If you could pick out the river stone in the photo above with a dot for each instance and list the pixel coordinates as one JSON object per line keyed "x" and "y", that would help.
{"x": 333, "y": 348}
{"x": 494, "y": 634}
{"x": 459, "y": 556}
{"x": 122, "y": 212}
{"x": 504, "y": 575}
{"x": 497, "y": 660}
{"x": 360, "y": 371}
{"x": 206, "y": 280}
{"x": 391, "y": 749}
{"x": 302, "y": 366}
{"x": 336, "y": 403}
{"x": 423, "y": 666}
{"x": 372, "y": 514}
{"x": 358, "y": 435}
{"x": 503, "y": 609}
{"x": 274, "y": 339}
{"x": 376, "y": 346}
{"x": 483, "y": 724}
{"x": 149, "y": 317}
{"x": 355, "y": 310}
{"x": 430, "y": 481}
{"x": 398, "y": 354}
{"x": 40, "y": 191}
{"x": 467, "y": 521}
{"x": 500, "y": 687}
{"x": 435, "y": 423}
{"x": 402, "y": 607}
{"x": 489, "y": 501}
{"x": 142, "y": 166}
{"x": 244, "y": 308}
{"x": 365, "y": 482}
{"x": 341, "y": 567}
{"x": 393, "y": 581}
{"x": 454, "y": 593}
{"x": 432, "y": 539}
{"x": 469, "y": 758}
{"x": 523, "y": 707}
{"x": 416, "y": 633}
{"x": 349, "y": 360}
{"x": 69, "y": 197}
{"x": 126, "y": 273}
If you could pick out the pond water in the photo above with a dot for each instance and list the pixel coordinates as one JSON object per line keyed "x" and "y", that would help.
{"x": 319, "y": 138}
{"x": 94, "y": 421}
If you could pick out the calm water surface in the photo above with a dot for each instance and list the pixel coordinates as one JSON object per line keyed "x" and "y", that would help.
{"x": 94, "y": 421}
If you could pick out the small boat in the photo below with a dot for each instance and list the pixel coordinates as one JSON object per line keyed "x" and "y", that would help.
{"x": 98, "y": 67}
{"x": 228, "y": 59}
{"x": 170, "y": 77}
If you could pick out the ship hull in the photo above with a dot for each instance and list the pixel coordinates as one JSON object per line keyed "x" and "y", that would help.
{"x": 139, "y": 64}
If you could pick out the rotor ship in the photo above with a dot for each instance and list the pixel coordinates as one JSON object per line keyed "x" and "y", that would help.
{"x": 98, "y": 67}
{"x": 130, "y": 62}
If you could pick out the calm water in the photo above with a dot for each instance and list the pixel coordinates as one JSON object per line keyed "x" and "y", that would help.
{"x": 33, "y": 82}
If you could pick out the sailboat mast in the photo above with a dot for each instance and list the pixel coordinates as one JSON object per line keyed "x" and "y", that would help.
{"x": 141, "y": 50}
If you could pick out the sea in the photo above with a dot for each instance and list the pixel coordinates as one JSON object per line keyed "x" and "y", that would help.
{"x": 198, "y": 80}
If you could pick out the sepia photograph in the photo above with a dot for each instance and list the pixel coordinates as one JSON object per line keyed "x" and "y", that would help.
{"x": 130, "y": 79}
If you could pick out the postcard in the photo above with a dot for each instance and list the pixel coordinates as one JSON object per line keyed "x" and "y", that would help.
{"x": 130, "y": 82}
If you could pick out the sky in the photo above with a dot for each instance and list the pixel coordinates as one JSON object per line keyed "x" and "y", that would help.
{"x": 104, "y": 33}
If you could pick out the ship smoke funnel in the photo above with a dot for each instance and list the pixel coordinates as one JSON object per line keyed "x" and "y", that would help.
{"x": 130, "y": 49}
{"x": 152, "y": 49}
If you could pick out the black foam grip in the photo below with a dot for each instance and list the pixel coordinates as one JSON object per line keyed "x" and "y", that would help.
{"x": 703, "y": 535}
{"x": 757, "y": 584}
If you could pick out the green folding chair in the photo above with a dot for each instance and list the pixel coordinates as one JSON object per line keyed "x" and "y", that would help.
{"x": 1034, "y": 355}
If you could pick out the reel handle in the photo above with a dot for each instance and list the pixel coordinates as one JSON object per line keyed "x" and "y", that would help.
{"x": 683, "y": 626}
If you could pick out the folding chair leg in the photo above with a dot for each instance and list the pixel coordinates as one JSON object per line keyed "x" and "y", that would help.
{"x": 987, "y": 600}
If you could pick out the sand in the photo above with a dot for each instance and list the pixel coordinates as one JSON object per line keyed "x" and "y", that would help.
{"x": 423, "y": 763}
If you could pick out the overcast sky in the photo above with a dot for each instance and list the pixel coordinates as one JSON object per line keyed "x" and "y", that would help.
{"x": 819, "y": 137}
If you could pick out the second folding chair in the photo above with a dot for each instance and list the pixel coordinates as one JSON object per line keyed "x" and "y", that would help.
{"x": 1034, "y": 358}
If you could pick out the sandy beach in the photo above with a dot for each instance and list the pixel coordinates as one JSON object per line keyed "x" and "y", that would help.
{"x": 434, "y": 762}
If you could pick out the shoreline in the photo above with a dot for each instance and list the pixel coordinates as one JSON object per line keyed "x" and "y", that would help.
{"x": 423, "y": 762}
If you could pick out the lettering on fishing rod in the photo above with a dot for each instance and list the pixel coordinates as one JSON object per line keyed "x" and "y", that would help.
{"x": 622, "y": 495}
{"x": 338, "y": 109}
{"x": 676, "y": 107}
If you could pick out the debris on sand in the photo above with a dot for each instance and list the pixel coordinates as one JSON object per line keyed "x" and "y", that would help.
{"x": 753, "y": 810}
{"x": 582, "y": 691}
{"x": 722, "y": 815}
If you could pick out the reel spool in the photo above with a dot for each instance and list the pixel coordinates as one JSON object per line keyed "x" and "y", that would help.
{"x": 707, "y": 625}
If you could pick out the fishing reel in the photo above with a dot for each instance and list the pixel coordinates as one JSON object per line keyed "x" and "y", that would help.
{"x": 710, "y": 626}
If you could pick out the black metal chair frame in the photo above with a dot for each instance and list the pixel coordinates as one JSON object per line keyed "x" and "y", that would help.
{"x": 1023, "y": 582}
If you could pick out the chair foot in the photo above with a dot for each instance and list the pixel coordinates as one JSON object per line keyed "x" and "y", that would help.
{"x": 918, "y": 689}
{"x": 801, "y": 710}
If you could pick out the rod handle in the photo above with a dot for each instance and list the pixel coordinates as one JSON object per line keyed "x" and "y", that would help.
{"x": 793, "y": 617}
-=-=-
Go through the listing and write out each line exactly.

*Answer for this exercise*:
If you could pick out the river stone in the photo above with a dot for each instance and list the pixel coordinates as one JSON object per line keyed "x" and "y", that would help.
{"x": 333, "y": 348}
{"x": 494, "y": 634}
{"x": 459, "y": 556}
{"x": 122, "y": 212}
{"x": 504, "y": 575}
{"x": 497, "y": 660}
{"x": 360, "y": 371}
{"x": 206, "y": 280}
{"x": 391, "y": 749}
{"x": 302, "y": 366}
{"x": 336, "y": 403}
{"x": 423, "y": 666}
{"x": 372, "y": 514}
{"x": 358, "y": 435}
{"x": 503, "y": 609}
{"x": 274, "y": 339}
{"x": 376, "y": 346}
{"x": 483, "y": 724}
{"x": 149, "y": 317}
{"x": 355, "y": 310}
{"x": 430, "y": 481}
{"x": 398, "y": 354}
{"x": 40, "y": 191}
{"x": 467, "y": 521}
{"x": 500, "y": 687}
{"x": 435, "y": 423}
{"x": 402, "y": 607}
{"x": 489, "y": 501}
{"x": 142, "y": 166}
{"x": 244, "y": 308}
{"x": 365, "y": 482}
{"x": 341, "y": 567}
{"x": 393, "y": 581}
{"x": 454, "y": 593}
{"x": 432, "y": 539}
{"x": 469, "y": 758}
{"x": 523, "y": 707}
{"x": 416, "y": 633}
{"x": 349, "y": 360}
{"x": 69, "y": 197}
{"x": 126, "y": 273}
If you could pick out the pond water in the photo above with a dot for each instance and list the pixel coordinates as one JSON object per line keyed "x" and "y", that would help.
{"x": 319, "y": 138}
{"x": 94, "y": 421}
If you could pick out the calm water surface in the photo above with a dot for each instance and list the pixel coordinates as one JSON object per line keyed "x" and "y", that would help.
{"x": 94, "y": 421}
If you could pick out the small boat in the photo below with a dot for each instance and list the pixel coordinates as one JSON object per line keyed "x" and "y", that would help.
{"x": 98, "y": 67}
{"x": 228, "y": 59}
{"x": 170, "y": 77}
If you could pick out the ship hull in the photo above with a dot for each instance and list the pixel coordinates as one JSON object per line keyed "x" and "y", that would help.
{"x": 139, "y": 64}
If you could pick out the rotor ship in the photo above with a dot for each instance and list the pixel coordinates as one JSON object per line keyed "x" and "y", that would help.
{"x": 98, "y": 67}
{"x": 130, "y": 62}
If you could pick out the calm water in the photo above with a dot for each instance and list the pixel coordinates as one JSON object per line keyed "x" and "y", that would help.
{"x": 33, "y": 82}
If you could pick out the sailboat mast in the photo above with a dot for each instance and list the pixel coordinates as one JSON object per line keyed "x" and "y", that would help.
{"x": 141, "y": 50}
If you could pick out the sea in the photo above with a dot for each instance and list the pixel coordinates as one JSON object per line keyed "x" and "y", that would help.
{"x": 198, "y": 80}
If you could pick out the sepia photograph in the photo above with a dot for each instance and list the pixel coordinates as one JSON object per line keyed "x" and "y", that would help.
{"x": 130, "y": 79}
If you could pick out the postcard in the photo above with a dot for each instance and list the pixel coordinates as one JSON object per line keyed "x" and "y", that would help.
{"x": 130, "y": 82}
If you could pick out the sky in the photo above with a dot for each instance and list the pixel coordinates as one JSON object per line keyed "x" and "y", that would help.
{"x": 104, "y": 33}
If you could pick out the ship smoke funnel in the photo above with a dot for each instance and list the pixel coordinates as one JSON object per line keyed "x" and "y", that would help.
{"x": 130, "y": 49}
{"x": 152, "y": 49}
If you could pick out the black foam grip in the photo below with a dot for each instance and list the pixel coordinates as one JSON object per line keyed "x" and "y", that would help.
{"x": 703, "y": 535}
{"x": 757, "y": 584}
If you could pick out the green folding chair in the photo above with a dot for each instance and list the pixel coordinates as one JSON object per line keyed "x" and "y", that would help.
{"x": 1034, "y": 355}
If you could pick out the reel handle in the photo above with a dot for each instance and list the pixel coordinates as one JSON object per line keyed "x" and "y", that would help.
{"x": 683, "y": 626}
If you could pick out the folding chair leg in the photo above with a dot for each instance and list the pixel coordinates as one JSON object per line keyed "x" and "y", that would help.
{"x": 987, "y": 600}
If you could pick out the sand in the photo above with a dot for each instance and list the pixel coordinates as one JSON object per line keyed "x" and "y", that would help.
{"x": 423, "y": 763}
If you could pick out the overcast sky in the photo above with a dot for each instance and list the pixel coordinates as one JSON object per line keyed "x" and "y", that would help.
{"x": 819, "y": 137}
If you could pick out the second folding chair in the photo above with a dot for each instance and list the pixel coordinates as one JSON object per line keyed "x" and "y", that would help.
{"x": 1034, "y": 358}
If you could pick out the sandy beach in the photo above with a dot for each instance and list the pixel coordinates as one JSON object per line keyed "x" and "y", that would help.
{"x": 434, "y": 762}
If you could pick out the shoreline in the photo above with a dot for each instance and list the pixel coordinates as one JSON object per line keyed "x" and "y", that would help.
{"x": 423, "y": 762}
If you could pick out the lettering on fishing rod in the photo above with a dot for each instance and list the pixel coordinates as one JSON object per line keyed "x" and "y", that would help.
{"x": 622, "y": 495}
{"x": 338, "y": 109}
{"x": 676, "y": 107}
If you could pick out the debris on sand in the photo above with a dot for each instance and list the pixel coordinates as one JSON object per line keyed "x" and "y", that would help.
{"x": 753, "y": 810}
{"x": 582, "y": 691}
{"x": 722, "y": 815}
If you could pick out the reel spool in the photo above with a dot for each instance and list the pixel coordinates as one JSON object per line keyed "x" and "y", that would help.
{"x": 707, "y": 625}
If you could pick out the fishing reel in the photo above with a dot for each instance and list the pixel coordinates as one JSON object per line keyed "x" and "y", that would help.
{"x": 710, "y": 626}
If you could pick out the black metal chair frame in the photo above with a dot for each instance and list the pixel coordinates as one JSON object per line keyed "x" and "y", that would help.
{"x": 1023, "y": 582}
If you could pick out the chair foot in the photo above with a dot for each instance and list the pixel coordinates as one JSON object per line keyed "x" and "y", that would help.
{"x": 918, "y": 689}
{"x": 801, "y": 710}
If you could pick out the rod handle in the photo above with a dot for each instance and list the pixel coordinates as one JSON object per line keyed "x" and "y", that would help.
{"x": 793, "y": 617}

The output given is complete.